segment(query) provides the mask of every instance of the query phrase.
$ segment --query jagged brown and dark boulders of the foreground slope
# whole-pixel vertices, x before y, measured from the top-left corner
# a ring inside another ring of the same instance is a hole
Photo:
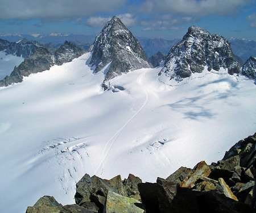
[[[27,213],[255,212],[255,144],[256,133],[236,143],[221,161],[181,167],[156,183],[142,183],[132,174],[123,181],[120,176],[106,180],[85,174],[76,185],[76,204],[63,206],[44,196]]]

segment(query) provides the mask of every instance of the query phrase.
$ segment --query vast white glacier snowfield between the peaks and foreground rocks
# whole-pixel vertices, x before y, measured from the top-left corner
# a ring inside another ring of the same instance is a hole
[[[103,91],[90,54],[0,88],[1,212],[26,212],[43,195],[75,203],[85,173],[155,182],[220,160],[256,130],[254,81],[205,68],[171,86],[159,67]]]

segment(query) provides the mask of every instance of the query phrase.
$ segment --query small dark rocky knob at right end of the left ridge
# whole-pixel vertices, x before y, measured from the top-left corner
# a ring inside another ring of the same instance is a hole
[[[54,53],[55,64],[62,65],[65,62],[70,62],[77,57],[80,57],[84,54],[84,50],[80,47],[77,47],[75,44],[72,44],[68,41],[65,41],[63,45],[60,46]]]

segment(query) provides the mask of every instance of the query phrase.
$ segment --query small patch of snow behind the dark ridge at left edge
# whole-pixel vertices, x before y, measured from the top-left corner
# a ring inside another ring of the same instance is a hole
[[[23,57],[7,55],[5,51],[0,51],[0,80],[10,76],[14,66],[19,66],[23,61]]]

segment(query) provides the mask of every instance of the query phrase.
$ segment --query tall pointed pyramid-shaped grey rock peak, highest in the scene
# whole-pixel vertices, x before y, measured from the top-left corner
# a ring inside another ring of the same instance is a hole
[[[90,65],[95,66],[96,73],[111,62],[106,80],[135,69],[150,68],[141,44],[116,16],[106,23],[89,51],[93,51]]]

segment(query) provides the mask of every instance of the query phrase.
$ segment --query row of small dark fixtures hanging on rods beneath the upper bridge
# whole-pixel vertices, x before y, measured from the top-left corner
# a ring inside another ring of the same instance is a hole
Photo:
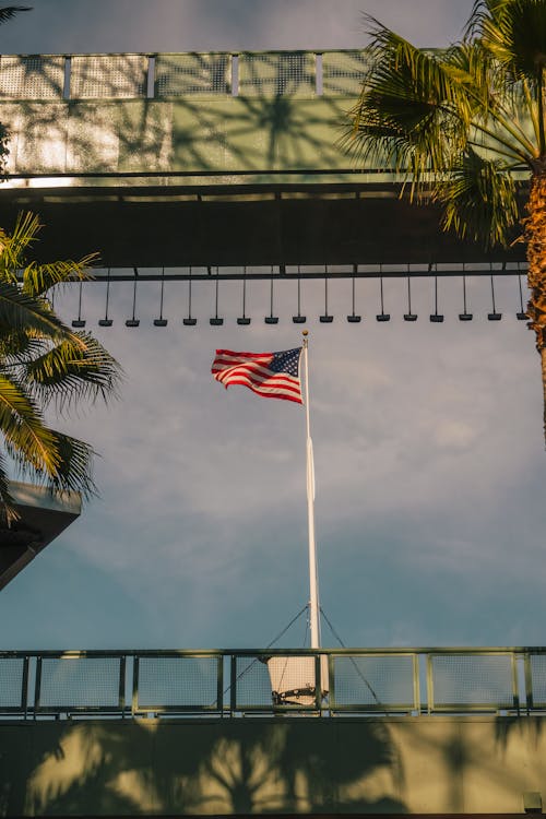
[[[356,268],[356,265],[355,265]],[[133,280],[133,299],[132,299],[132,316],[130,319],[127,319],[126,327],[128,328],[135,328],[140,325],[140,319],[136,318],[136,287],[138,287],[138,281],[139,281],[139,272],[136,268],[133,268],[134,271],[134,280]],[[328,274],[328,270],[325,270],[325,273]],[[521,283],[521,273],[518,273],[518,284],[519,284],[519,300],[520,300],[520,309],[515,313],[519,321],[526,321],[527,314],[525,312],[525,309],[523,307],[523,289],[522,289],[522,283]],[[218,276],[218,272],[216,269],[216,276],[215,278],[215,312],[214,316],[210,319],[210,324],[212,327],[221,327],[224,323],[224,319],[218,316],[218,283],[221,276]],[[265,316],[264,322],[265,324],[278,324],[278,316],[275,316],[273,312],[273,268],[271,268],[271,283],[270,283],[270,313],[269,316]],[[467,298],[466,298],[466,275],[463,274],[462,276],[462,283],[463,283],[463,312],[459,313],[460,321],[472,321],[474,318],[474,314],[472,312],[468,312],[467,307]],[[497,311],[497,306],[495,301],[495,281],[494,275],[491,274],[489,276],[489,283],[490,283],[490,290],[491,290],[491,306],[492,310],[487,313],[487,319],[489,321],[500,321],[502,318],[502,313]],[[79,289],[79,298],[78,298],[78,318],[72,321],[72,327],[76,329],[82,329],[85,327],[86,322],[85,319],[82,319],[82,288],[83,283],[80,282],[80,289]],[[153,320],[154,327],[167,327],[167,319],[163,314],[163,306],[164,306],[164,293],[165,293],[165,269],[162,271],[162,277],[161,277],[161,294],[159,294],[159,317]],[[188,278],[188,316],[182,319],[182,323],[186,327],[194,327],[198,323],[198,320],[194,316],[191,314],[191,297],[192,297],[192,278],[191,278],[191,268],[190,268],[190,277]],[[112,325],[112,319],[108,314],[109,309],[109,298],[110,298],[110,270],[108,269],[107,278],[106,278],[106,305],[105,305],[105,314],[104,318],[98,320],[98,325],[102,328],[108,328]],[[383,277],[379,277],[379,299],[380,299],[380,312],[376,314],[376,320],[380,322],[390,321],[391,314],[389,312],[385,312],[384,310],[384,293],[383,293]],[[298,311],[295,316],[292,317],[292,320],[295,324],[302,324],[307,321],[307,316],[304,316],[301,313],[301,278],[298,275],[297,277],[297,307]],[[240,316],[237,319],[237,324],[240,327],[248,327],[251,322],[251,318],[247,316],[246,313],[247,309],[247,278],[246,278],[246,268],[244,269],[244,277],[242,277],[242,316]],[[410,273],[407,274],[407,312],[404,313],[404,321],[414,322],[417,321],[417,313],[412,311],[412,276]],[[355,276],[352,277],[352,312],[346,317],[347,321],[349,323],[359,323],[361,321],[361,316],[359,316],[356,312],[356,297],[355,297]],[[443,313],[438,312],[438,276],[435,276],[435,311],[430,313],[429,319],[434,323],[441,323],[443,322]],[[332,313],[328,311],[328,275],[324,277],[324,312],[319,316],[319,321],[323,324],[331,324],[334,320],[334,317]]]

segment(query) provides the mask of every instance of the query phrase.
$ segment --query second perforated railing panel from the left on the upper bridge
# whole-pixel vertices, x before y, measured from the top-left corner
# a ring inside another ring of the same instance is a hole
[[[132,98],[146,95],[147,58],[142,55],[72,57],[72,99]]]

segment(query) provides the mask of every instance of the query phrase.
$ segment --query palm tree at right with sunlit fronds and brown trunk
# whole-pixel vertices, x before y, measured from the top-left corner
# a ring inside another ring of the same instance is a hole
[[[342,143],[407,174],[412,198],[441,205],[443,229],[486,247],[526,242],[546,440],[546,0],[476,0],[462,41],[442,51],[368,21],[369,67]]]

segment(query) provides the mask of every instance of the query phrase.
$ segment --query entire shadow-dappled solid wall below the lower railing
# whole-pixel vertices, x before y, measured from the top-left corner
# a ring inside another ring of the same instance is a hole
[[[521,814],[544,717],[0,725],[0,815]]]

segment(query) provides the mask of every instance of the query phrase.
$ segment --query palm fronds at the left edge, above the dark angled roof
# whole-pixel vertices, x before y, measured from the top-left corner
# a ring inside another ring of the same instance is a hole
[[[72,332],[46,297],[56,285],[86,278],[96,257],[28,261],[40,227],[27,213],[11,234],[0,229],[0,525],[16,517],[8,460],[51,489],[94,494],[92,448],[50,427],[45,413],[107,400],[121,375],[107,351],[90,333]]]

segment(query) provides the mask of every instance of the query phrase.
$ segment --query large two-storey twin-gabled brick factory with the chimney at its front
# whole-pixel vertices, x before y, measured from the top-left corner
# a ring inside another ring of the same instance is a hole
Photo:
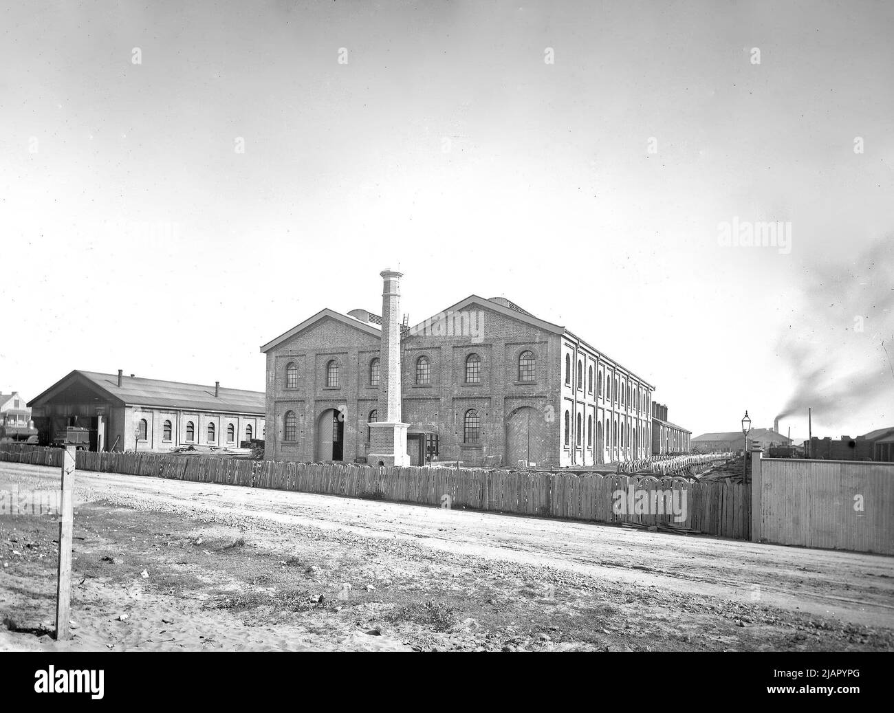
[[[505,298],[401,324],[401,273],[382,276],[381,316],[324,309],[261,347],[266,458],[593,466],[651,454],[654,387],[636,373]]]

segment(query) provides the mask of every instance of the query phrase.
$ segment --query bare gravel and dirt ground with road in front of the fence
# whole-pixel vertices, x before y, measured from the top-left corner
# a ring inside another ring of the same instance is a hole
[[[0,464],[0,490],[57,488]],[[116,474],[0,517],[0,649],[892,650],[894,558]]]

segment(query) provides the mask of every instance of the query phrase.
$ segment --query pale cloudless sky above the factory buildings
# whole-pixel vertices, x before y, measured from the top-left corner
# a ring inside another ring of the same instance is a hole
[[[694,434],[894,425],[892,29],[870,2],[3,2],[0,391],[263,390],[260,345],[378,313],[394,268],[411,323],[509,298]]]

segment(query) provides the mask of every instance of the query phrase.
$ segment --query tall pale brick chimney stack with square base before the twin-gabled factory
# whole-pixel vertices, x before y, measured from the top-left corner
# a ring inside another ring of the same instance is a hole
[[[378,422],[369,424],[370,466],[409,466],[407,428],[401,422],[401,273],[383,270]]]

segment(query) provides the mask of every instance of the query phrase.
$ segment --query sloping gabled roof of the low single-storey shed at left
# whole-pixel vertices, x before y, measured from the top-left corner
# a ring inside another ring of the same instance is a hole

********

● Task description: Track down every line in the entries that includes the string "fronds", and copy it.

● Problem solution:
$ segment --query palm tree at right with sunlit fronds and brown trunk
$ segment --query palm fronds at the left edge, above the dark angled roof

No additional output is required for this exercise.